### [PROBLEM]
Every record below should be copied exactly, with the pictures left out.

### [MATERIAL SUPPLIED]
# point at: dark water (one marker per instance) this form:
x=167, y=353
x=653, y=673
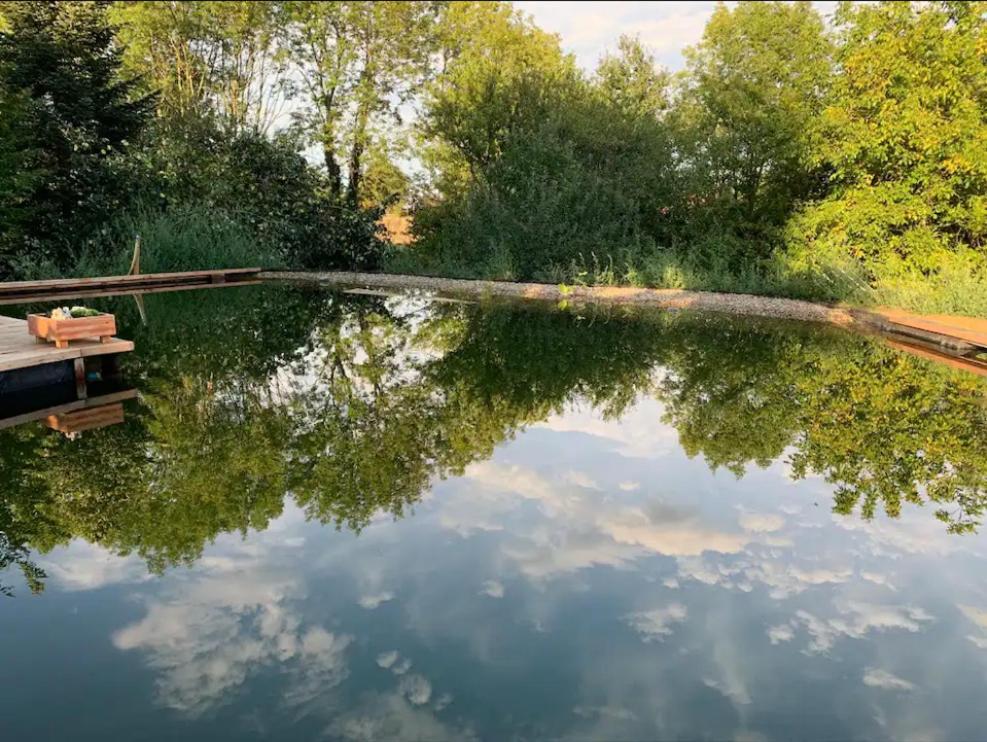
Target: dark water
x=362, y=518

### [YOUR SOLUTION]
# point at: dark water (one marker per instance) this form:
x=167, y=353
x=653, y=673
Target: dark water
x=362, y=518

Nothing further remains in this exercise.